RECORDS SUPPLIED:
-- Begin --
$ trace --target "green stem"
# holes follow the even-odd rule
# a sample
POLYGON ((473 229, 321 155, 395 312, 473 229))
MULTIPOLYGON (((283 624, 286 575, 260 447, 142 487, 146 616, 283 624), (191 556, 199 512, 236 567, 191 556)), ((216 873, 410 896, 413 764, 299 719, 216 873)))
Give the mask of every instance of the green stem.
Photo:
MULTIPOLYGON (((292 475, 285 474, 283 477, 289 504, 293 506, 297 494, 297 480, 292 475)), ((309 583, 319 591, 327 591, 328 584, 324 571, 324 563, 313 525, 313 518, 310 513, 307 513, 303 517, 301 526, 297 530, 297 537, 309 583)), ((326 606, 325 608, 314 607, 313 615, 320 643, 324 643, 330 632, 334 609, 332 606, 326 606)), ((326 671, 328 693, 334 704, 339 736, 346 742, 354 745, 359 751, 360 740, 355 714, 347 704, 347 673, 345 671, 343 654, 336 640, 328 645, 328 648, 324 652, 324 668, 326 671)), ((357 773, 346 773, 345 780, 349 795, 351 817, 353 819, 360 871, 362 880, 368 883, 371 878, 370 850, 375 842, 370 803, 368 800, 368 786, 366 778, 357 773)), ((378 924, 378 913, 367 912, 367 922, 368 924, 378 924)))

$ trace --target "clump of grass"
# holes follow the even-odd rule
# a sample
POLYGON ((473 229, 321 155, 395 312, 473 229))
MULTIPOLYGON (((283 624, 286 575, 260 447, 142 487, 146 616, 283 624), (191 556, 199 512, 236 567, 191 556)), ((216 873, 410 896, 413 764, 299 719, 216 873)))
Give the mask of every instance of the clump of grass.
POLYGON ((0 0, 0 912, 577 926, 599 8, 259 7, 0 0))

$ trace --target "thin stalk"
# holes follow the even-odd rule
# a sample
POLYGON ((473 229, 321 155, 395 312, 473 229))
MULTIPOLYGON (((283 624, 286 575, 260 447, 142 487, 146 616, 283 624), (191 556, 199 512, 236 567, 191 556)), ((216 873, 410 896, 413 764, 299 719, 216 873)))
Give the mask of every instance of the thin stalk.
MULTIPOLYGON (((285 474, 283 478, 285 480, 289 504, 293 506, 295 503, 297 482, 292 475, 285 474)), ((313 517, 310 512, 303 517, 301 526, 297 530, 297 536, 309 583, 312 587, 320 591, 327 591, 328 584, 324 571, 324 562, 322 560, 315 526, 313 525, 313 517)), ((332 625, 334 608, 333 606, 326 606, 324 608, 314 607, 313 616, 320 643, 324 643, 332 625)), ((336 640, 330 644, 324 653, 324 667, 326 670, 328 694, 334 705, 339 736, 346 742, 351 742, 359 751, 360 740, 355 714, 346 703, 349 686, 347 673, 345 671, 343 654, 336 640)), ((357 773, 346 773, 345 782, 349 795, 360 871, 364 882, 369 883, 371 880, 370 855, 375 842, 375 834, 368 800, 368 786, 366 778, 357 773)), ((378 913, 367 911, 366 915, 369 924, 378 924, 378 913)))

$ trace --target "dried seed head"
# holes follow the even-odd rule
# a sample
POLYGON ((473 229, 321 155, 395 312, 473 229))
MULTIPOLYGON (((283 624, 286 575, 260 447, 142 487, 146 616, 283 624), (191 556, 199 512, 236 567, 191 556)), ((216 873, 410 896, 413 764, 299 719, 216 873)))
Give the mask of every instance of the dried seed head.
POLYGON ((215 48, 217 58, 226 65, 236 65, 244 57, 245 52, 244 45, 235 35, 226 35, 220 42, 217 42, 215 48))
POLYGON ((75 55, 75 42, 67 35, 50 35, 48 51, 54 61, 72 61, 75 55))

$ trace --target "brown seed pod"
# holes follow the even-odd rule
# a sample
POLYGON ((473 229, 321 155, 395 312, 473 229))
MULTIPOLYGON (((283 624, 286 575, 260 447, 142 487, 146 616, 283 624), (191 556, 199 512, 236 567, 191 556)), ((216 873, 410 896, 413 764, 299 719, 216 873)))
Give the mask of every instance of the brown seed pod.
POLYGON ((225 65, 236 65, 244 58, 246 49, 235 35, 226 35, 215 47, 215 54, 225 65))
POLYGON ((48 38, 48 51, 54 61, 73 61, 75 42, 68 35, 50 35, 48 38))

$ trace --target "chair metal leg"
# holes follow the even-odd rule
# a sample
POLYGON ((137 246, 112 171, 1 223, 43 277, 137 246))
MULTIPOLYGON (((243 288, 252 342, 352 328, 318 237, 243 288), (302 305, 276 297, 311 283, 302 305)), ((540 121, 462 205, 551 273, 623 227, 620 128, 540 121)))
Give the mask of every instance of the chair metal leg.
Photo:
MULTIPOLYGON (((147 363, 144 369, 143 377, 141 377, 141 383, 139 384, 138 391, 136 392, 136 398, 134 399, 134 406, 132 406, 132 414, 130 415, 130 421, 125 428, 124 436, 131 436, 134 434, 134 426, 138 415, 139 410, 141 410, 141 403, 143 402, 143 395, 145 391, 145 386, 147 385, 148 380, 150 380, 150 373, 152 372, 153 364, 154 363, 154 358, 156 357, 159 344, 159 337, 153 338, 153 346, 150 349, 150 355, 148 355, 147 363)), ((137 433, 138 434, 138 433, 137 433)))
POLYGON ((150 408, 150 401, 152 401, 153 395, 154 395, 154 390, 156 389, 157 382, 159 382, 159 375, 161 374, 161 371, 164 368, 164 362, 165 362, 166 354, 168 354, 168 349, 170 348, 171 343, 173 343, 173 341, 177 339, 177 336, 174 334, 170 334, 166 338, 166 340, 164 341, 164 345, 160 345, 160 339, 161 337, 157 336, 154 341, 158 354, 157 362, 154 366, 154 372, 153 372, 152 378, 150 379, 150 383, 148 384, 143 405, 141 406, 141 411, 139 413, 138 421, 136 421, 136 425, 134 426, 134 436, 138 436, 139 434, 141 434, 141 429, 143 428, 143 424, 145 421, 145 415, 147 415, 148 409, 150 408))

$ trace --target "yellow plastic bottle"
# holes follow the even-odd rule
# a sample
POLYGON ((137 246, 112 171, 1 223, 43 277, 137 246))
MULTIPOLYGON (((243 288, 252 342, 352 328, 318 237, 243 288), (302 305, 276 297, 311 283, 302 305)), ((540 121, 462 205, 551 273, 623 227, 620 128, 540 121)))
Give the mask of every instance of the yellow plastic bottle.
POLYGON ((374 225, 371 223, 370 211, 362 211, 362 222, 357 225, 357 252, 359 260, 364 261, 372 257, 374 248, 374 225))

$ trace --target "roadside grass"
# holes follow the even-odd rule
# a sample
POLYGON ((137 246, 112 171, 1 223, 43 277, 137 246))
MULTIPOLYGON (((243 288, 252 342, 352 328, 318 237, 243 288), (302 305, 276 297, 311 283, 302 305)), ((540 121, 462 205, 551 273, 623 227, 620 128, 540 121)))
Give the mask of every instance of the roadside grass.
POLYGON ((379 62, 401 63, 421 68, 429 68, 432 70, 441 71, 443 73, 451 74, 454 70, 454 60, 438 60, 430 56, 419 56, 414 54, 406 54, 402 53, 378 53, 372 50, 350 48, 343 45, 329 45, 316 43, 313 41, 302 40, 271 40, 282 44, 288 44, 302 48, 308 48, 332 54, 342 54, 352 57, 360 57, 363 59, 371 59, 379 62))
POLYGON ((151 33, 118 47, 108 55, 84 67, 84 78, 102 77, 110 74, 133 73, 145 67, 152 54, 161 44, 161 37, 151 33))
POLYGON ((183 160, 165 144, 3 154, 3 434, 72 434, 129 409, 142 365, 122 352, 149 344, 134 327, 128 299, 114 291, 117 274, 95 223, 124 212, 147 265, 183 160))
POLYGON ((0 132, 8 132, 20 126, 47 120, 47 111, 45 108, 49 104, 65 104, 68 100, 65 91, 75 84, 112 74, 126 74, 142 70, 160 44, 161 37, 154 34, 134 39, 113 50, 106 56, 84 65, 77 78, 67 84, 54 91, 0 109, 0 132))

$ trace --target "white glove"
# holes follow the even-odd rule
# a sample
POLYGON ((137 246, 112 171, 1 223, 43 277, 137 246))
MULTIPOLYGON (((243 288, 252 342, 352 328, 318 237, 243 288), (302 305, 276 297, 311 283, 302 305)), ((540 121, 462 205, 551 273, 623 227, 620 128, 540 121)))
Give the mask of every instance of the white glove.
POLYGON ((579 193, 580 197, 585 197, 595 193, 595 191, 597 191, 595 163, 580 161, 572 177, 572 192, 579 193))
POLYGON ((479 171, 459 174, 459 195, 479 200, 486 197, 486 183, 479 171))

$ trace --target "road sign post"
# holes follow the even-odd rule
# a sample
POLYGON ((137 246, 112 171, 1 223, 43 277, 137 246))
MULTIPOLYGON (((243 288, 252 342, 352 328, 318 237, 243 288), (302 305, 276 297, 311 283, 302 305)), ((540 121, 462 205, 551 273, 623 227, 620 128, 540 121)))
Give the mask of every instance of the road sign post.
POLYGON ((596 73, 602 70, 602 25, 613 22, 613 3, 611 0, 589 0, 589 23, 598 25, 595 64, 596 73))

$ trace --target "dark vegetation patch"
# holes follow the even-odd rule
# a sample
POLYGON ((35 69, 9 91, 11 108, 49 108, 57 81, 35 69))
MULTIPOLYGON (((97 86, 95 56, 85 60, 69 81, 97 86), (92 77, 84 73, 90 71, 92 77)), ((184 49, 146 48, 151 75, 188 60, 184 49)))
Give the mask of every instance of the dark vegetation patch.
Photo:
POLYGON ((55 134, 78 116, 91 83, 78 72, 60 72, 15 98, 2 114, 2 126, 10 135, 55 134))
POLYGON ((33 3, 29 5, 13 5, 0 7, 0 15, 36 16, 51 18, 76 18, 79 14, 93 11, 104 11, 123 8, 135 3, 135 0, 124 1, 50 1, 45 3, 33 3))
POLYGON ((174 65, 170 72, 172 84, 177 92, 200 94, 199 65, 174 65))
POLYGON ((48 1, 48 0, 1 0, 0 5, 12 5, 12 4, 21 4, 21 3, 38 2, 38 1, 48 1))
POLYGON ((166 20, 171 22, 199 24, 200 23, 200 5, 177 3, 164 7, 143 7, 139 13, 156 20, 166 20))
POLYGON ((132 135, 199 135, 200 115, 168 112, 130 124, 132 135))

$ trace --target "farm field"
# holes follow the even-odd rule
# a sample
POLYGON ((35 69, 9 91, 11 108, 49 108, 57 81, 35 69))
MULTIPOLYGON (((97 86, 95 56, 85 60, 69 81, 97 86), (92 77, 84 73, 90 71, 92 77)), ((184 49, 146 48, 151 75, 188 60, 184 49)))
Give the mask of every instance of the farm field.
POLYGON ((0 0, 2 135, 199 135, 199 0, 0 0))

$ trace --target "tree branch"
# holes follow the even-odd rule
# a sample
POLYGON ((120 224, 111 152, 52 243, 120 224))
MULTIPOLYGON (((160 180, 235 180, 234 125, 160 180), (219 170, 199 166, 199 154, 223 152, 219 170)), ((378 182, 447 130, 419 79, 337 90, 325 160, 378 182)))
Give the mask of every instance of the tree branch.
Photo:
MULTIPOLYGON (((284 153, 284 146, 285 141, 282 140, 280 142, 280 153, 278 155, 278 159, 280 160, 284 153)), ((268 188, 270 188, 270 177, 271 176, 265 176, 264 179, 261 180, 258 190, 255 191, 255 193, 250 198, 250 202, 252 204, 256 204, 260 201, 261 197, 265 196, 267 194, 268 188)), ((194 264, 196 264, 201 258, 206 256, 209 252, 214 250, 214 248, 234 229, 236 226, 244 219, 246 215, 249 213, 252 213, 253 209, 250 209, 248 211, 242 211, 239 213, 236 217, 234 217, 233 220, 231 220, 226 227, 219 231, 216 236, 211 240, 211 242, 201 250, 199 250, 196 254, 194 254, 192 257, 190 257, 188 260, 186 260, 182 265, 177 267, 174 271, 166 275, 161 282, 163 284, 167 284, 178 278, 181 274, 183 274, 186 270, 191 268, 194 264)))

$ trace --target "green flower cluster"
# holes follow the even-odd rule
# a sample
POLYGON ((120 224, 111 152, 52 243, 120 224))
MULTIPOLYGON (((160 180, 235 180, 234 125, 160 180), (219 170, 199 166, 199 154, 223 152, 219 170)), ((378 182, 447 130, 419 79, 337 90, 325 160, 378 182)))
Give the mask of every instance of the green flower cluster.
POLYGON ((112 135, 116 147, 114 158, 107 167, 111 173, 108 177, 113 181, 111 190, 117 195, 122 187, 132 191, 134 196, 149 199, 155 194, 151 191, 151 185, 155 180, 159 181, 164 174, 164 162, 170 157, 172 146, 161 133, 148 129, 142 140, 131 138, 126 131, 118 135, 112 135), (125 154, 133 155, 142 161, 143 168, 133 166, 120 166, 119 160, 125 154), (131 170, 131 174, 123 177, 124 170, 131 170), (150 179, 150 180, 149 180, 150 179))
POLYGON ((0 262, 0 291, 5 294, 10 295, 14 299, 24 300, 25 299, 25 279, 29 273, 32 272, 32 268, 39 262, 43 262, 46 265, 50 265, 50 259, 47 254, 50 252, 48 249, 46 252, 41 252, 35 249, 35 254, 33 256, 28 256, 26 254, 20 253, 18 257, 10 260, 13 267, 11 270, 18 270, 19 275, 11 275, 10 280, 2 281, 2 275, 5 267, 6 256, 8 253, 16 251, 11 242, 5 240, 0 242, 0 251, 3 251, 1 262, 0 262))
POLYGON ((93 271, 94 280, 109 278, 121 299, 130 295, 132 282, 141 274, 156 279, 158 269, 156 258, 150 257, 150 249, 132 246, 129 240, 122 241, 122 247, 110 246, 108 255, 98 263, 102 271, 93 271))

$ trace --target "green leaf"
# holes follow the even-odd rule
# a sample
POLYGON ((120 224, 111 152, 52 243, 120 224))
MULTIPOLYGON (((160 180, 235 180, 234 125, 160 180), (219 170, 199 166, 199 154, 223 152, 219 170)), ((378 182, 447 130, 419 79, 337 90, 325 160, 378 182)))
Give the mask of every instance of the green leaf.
-- End --
WHAT THE TASK ASKS: List each line above that contains the string "glove". Treat case as significant.

RESPONSE TO THE TASK:
$ trace --target "white glove"
Give the mask of every instance of the white glove.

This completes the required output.